-- START RECORDS SHOWN --

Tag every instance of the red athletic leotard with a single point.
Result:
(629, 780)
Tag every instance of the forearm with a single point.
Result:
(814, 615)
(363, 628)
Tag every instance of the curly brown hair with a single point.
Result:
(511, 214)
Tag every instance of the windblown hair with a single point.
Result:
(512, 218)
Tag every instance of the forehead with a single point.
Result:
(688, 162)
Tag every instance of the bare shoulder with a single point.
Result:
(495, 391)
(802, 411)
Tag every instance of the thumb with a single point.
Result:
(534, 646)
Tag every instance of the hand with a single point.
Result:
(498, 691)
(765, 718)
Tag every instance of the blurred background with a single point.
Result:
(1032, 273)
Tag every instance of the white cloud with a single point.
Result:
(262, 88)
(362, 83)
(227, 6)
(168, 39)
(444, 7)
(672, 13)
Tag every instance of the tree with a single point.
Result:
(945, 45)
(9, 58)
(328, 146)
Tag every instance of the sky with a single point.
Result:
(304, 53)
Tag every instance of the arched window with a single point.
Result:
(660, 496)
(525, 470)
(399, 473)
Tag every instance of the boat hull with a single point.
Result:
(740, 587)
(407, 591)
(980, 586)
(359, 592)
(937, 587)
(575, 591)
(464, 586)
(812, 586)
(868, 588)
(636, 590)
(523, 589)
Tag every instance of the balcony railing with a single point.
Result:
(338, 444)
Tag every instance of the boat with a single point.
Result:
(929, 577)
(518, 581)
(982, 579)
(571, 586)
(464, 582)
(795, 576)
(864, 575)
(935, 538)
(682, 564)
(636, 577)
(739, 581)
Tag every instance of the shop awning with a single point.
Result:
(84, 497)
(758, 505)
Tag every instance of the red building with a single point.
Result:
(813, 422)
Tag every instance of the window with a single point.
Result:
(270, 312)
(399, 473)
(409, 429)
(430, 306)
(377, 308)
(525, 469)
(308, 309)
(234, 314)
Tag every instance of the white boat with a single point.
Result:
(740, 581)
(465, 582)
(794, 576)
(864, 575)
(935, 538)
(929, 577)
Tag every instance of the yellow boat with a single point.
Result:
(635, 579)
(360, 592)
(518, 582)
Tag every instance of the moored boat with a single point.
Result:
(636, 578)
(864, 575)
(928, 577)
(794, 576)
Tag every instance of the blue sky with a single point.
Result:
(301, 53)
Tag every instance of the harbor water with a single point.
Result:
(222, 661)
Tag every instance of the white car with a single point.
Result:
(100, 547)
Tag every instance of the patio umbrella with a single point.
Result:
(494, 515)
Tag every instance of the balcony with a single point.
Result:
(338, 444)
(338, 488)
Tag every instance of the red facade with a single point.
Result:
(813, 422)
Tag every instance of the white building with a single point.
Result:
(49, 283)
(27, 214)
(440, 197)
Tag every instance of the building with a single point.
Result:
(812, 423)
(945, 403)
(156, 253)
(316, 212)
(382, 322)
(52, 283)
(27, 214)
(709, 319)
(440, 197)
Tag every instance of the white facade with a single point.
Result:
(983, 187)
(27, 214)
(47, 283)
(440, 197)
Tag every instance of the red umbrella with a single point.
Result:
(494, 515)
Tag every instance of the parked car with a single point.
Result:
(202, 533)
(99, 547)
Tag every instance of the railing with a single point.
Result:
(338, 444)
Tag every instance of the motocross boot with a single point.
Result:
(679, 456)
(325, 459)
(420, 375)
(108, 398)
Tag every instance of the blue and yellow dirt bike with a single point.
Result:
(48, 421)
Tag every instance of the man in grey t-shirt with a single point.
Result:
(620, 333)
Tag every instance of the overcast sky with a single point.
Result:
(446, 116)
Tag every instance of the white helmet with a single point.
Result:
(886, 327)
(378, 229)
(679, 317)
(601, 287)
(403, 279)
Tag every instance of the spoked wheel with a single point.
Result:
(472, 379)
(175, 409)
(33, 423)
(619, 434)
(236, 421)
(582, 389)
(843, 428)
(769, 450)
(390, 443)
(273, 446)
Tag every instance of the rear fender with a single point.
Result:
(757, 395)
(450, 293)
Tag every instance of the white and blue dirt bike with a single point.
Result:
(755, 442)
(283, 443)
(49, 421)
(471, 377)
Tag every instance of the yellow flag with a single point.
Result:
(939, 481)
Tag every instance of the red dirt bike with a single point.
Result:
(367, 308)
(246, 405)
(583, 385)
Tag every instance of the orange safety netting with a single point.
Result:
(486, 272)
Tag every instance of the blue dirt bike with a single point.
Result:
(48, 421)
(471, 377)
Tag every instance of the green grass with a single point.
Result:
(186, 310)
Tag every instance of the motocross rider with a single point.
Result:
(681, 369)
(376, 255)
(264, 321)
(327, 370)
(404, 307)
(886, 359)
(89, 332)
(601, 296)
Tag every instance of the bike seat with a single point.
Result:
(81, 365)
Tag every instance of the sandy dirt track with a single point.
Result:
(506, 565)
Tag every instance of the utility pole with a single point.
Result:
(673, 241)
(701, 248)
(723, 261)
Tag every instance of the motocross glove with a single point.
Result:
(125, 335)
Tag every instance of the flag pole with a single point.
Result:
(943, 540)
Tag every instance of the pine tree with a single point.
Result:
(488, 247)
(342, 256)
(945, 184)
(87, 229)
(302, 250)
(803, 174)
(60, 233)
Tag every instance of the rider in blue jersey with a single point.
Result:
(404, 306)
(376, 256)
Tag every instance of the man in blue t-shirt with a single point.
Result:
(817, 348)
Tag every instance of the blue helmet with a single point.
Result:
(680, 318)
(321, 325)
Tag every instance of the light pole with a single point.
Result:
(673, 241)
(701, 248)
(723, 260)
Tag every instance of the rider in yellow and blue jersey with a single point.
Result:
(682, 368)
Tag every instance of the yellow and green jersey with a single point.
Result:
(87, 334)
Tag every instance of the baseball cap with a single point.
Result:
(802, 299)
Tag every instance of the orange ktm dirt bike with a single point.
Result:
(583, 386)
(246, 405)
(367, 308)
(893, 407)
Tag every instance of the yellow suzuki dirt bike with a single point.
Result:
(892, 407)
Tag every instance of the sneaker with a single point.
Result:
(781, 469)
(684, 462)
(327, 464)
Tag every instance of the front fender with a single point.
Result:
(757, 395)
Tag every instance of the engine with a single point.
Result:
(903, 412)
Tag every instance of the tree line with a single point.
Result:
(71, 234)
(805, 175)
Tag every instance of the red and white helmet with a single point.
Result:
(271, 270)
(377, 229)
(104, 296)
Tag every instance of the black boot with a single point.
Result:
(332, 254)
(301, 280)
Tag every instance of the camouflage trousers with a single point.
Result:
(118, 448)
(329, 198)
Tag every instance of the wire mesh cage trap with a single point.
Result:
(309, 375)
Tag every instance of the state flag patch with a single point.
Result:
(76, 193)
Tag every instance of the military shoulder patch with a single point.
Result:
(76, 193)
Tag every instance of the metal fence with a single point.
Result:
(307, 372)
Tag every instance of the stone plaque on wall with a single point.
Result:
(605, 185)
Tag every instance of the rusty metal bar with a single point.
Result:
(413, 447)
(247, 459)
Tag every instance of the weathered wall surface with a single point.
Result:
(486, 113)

-- END RECORDS SHOWN --

> **INSTRUCTIONS TO FOLLOW**:
Using the exact wording, write out all of the records.

> **PROBLEM SOLUTION**:
Tag every instance of the red athletic leotard with a single point.
Result:
(629, 780)
Tag every instance of the forearm with a single point.
Result:
(814, 615)
(363, 628)
Tag every instance of the curly brown hair with a single point.
Result:
(511, 214)
Tag every instance of the windblown hair with a single point.
Result:
(512, 218)
Tag every instance of the forehead with a single point.
Result:
(688, 162)
Tag every instance of the bare shoulder with a single point.
Result:
(495, 391)
(802, 411)
Tag every instance of the thumb with a single point.
Result:
(534, 646)
Tag every instance of the hand with a single point.
Result:
(498, 691)
(765, 718)
Tag every instance of the blurred background with a single point.
Result:
(1032, 273)
Tag every instance of the white cloud with a single point.
Result:
(262, 88)
(362, 83)
(227, 6)
(168, 39)
(444, 7)
(672, 13)
Tag every instance of the tree with a single point.
Result:
(945, 45)
(9, 58)
(328, 146)
Tag every instance of the sky with a single point.
Result:
(304, 53)
Tag every instance of the arched window with a single point.
Result:
(660, 496)
(525, 470)
(399, 473)
Tag every instance of the boat hull with a single point.
Result:
(740, 587)
(407, 591)
(980, 586)
(359, 592)
(937, 587)
(575, 591)
(464, 586)
(812, 586)
(868, 588)
(636, 590)
(523, 589)
Tag every instance of the balcony railing with a single point.
Result:
(338, 444)
Tag every instance of the boat with a single point.
Result:
(929, 577)
(518, 581)
(982, 579)
(571, 586)
(464, 582)
(795, 576)
(864, 575)
(935, 538)
(682, 564)
(636, 577)
(739, 581)
Tag every instance of the shop awning with a single point.
Result:
(84, 497)
(758, 505)
Tag every instance of the red building with a single point.
Result:
(813, 422)
Tag every instance of the window with a single point.
Result:
(270, 312)
(399, 473)
(409, 429)
(430, 306)
(377, 308)
(525, 469)
(308, 309)
(234, 314)
Tag every instance of the white boat with a single point.
Result:
(740, 581)
(465, 582)
(794, 576)
(864, 575)
(935, 538)
(929, 577)
Tag every instance of the yellow boat with a single point.
Result:
(635, 579)
(360, 592)
(518, 582)
Tag every instance of the moored boat with a single point.
Result:
(636, 578)
(864, 575)
(928, 577)
(794, 576)
Tag every instance of the blue sky with a single point.
Result:
(301, 53)
Tag every instance of the harbor water with a single point.
Result:
(222, 661)
Tag every instance of the white car with a single point.
Result:
(100, 547)
Tag every instance of the patio umbrella with a single point.
Result:
(494, 515)
Tag every instance of the balcony with a single point.
Result:
(338, 444)
(338, 488)
Tag every instance of the red facade with a single point.
Result:
(813, 422)
Tag every instance of the white building with a single point.
Result:
(49, 283)
(27, 214)
(440, 197)
Tag every instance of the building with a single point.
Result:
(812, 423)
(945, 403)
(156, 253)
(316, 212)
(382, 322)
(52, 283)
(27, 214)
(709, 319)
(440, 197)
Tag every instance of the white facade with a single point.
Result:
(983, 187)
(27, 214)
(47, 283)
(440, 197)
Tag every instance of the red umbrella with a single point.
Result:
(494, 515)
Tag every instance of the parked car with a single point.
Result:
(202, 533)
(99, 547)
Tag every instance of the railing with a single point.
Result:
(338, 444)
Tag every instance of the motocross boot with a single point.
Result:
(679, 456)
(325, 459)
(420, 375)
(108, 398)
Tag every instance of the blue and yellow dirt bike with a single point.
Result:
(48, 421)
Tag every instance of the man in grey t-shirt with a single point.
Result:
(620, 333)
Tag every instance of the overcast sky with a single point.
Result:
(446, 116)
Tag every instance of the white helmet with a single point.
Result:
(886, 327)
(378, 229)
(679, 317)
(601, 287)
(403, 279)
Tag every instance of the spoked wheel with a single point.
Result:
(472, 379)
(175, 409)
(33, 423)
(619, 434)
(236, 421)
(582, 389)
(843, 428)
(769, 450)
(390, 443)
(273, 446)
Tag every instance of the rear fender with a single point.
Result:
(757, 395)
(450, 293)
Tag every instance of the white and blue dirt bike with a single point.
Result:
(755, 442)
(283, 443)
(49, 421)
(471, 377)
Tag every instance of the yellow flag with a single point.
Result:
(939, 481)
Tag every instance of the red dirt bike with a single point.
Result:
(367, 308)
(246, 405)
(583, 385)
Tag every instance of the orange safety netting with a single point.
Result:
(486, 272)
Tag every instance of the blue dirt bike with a single point.
Result:
(48, 421)
(471, 377)
Tag every instance of the green grass with a single point.
Result:
(186, 310)
Tag every instance of the motocross rider with a single point.
Result:
(681, 369)
(376, 255)
(264, 321)
(327, 370)
(404, 307)
(886, 359)
(89, 332)
(601, 296)
Tag every instance of the bike seat with a single point.
Result:
(81, 365)
Tag every instance of the sandy dirt track with a single point.
Result:
(506, 565)
Tag every instance of the utility pole with a single point.
Result:
(673, 241)
(701, 248)
(723, 261)
Tag every instance of the motocross glove with a single point.
Result:
(125, 335)
Tag every instance of the flag pole with a single point.
Result:
(943, 540)
Tag every instance of the pine tree with a single point.
Result:
(488, 247)
(342, 256)
(945, 184)
(87, 229)
(302, 250)
(803, 174)
(60, 233)
Tag every instance of the rider in blue jersey with a single point.
Result:
(404, 306)
(376, 256)
Tag every instance of the man in blue t-shirt with a single point.
Result:
(817, 348)
Tag every instance of the blue helmet with a single point.
Result:
(680, 318)
(321, 325)
Tag every instance of the light pole with a single point.
Result:
(673, 241)
(701, 248)
(723, 260)
Tag every instance of the rider in yellow and blue jersey with a single point.
Result:
(682, 368)
Tag every instance of the yellow and green jersey with a single point.
Result:
(87, 334)
Tag every instance of the baseball cap with a single point.
Result:
(802, 299)
Tag every instance of the orange ktm dirt bike with a single point.
Result:
(583, 386)
(246, 405)
(367, 308)
(893, 407)
Tag every instance of the yellow suzuki dirt bike with a single point.
Result:
(892, 407)
Tag every instance of the sneaker with a single point.
Result:
(781, 469)
(684, 462)
(327, 464)
Tag every instance of the front fender with a single point.
Result:
(757, 395)
Tag every instance of the engine with a single point.
Result:
(903, 412)
Tag every instance of the tree line with a single point.
Result:
(71, 234)
(805, 175)
Tag every instance of the red and white helmet with a single point.
Result:
(271, 270)
(377, 229)
(104, 296)
Tag every instance of the black boot with a single point.
Result:
(332, 254)
(301, 280)
Tag every instance of the camouflage trousers with a single point.
Result:
(118, 448)
(329, 198)
Tag every instance of the wire mesh cage trap with a single point.
Result:
(309, 375)
Tag every instance of the state flag patch with a single point.
Result:
(76, 193)
Tag every instance of the military shoulder patch with a single point.
Result:
(76, 193)
Tag every instance of the metal fence with a single point.
Result:
(307, 372)
Tag every instance of the stone plaque on wall with a single point.
Result:
(605, 185)
Tag every instance of the rusty metal bar with a single point.
Result:
(413, 447)
(247, 459)
Tag every instance of the weathered wall surface with a single point.
Result:
(486, 113)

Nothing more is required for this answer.